### REQUIREMENT:
Look in the material below for the line holding "roof in the image above.". Set it down exactly, with each later line up to and including the line holding "blue door in the image above.".

+ + +

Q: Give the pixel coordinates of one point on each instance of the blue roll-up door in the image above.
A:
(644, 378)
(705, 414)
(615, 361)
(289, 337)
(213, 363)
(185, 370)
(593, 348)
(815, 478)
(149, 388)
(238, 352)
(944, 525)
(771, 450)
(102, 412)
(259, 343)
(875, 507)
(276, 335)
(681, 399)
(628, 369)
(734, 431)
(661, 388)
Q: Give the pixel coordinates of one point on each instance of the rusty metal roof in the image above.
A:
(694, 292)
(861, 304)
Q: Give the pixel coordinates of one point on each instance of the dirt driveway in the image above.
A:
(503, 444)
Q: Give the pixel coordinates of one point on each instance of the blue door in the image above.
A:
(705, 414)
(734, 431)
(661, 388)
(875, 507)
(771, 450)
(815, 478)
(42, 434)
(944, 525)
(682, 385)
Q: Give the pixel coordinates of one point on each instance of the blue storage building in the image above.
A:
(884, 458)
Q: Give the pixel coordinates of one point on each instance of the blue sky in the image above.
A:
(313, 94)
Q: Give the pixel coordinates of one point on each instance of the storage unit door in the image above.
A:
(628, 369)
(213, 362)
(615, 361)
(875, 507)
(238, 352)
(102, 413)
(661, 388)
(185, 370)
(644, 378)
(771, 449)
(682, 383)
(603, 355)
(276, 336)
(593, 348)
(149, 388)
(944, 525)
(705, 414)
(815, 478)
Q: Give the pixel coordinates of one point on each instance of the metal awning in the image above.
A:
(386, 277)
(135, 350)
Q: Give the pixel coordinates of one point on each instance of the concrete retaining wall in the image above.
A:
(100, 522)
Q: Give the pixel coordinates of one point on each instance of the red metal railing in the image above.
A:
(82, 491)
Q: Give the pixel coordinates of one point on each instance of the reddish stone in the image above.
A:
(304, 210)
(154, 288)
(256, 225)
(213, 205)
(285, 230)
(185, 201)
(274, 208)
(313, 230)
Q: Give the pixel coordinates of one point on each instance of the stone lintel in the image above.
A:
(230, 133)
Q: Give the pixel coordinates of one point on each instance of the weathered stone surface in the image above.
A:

+ + +

### EXERCISE RESULT:
Q: Give the pixel coordinates of one point on each instance of the rusty metal roof in the image above.
A:
(694, 292)
(861, 304)
Q: Give the pixel coordinates of one point on each instance of the dirt driveway in the image above.
A:
(503, 444)
Q: Give the pixel coordinates of one point on each instance of the blue door in the image above.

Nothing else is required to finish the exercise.